Would you output, exactly as written, the line with "Could you please indicate the black" and all lines after it to the end of the data below, and no others?

_ _ _ _ _ _ _

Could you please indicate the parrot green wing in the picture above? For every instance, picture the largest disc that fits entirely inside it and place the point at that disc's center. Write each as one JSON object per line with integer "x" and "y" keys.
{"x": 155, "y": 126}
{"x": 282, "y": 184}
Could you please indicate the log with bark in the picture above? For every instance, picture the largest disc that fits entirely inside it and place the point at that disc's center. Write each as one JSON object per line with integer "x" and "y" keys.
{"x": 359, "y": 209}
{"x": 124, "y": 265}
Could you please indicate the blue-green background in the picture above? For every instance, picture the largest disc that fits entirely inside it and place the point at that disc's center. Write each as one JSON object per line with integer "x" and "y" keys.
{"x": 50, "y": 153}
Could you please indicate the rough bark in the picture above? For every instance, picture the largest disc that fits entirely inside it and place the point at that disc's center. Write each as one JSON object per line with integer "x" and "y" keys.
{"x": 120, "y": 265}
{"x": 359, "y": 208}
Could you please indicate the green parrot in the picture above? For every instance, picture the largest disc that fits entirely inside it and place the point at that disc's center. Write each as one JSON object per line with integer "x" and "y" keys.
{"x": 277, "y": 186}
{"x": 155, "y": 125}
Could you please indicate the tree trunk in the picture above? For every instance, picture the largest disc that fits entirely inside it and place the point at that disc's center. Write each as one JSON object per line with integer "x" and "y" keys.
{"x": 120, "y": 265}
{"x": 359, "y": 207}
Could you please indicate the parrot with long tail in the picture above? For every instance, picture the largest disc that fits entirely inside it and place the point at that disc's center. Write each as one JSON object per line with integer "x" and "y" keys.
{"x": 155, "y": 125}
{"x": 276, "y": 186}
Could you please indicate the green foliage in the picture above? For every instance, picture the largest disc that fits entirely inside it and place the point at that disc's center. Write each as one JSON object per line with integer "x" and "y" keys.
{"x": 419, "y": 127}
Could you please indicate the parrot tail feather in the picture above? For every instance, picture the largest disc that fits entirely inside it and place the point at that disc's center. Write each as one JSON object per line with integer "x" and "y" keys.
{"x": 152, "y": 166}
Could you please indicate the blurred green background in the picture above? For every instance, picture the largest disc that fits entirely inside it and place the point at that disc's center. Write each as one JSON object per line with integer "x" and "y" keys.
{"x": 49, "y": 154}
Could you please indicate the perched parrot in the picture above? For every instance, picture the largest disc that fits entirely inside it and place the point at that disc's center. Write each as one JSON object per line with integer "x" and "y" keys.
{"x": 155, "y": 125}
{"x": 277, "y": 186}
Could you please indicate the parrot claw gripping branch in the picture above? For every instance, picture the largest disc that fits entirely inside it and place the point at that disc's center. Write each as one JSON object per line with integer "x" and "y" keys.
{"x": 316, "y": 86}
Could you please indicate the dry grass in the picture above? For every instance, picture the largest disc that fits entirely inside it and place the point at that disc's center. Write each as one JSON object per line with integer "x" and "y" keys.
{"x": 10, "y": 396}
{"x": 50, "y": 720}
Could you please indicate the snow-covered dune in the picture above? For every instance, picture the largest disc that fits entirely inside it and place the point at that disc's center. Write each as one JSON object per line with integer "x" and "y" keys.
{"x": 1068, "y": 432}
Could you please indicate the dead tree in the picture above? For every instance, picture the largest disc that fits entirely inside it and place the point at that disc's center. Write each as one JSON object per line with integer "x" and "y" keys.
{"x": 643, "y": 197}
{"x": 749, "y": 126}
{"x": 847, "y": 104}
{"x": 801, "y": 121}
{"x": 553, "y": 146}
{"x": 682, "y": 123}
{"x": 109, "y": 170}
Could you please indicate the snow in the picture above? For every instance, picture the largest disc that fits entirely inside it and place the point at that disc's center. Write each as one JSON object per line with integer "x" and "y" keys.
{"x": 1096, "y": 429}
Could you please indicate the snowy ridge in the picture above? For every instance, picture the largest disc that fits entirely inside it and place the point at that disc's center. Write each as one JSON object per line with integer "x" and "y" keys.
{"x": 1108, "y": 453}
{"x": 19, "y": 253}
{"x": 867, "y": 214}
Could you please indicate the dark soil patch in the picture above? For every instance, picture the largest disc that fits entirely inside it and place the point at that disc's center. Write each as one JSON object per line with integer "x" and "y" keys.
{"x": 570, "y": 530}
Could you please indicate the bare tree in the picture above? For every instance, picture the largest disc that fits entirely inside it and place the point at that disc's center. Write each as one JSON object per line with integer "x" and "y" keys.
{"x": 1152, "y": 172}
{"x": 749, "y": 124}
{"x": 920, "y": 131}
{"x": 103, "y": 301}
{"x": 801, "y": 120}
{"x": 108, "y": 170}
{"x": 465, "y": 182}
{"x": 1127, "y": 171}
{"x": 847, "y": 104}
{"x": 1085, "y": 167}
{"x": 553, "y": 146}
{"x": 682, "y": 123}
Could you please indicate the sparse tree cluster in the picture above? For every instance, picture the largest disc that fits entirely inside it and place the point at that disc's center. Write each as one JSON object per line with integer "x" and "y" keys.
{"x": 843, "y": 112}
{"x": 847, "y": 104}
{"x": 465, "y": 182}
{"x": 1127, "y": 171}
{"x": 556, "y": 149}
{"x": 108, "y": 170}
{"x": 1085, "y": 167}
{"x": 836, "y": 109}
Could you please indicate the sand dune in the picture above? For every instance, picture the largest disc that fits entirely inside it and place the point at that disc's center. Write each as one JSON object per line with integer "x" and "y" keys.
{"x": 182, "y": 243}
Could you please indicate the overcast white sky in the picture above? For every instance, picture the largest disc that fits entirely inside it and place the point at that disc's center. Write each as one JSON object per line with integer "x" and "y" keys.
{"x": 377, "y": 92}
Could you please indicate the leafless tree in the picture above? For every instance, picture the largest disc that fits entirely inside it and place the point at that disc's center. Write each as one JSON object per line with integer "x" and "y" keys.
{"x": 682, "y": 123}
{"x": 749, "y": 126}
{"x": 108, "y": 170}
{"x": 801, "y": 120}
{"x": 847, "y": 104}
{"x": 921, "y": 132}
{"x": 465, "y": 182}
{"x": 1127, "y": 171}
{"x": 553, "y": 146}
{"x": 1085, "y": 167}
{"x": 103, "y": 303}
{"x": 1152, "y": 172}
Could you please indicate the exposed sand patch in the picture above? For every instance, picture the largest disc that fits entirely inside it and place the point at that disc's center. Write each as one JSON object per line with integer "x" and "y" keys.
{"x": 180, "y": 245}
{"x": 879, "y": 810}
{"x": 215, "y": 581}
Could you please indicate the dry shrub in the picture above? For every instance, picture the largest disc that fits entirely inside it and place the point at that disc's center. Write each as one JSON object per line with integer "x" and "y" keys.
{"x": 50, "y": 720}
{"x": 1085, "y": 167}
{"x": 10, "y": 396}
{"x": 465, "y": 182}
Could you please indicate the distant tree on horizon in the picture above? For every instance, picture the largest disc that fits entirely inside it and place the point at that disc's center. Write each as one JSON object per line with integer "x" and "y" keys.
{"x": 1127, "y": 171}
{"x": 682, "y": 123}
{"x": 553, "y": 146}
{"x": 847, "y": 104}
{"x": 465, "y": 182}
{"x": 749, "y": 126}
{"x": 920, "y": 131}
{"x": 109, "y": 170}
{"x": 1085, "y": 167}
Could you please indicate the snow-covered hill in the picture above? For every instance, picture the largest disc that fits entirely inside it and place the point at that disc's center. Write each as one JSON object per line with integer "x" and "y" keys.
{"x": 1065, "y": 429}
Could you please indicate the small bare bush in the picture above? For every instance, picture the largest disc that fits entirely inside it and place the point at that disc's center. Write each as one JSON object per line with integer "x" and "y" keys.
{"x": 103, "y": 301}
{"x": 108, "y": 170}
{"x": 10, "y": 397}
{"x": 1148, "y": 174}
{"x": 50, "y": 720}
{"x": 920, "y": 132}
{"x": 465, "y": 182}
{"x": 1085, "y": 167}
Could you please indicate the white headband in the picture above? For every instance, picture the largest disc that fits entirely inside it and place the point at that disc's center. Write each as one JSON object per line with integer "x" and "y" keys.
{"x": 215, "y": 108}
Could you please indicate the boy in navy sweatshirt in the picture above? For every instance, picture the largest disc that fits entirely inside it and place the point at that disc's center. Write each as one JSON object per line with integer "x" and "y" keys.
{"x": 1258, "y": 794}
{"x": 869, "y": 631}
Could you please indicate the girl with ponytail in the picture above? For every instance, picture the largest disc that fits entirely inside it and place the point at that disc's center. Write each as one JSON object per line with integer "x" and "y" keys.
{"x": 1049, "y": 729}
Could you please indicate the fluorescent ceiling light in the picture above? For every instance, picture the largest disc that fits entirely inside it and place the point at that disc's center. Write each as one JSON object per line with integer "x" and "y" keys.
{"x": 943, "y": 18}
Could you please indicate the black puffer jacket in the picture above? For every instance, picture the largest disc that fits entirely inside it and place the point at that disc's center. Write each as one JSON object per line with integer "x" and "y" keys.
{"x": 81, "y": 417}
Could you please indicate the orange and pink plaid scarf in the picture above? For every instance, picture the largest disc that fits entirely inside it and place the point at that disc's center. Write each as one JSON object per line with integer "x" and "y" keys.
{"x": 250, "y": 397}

_ _ _ _ _ _ _

- _ANSWER BOX_:
Could you please indicate the black puffer jacket in the picture above? For every instance, picture the largest disc that fits entirely inside it and place the point at that disc's center. Write each as one JSON object per line with integer "x" and "y" keys.
{"x": 81, "y": 417}
Could you please indicate the orange and pink plaid scarf in the picture above? For every instance, picture the largest disc that fits entirely inside it and place the point at that disc's center. Write each as one JSON object per line with integer "x" and "y" keys.
{"x": 250, "y": 397}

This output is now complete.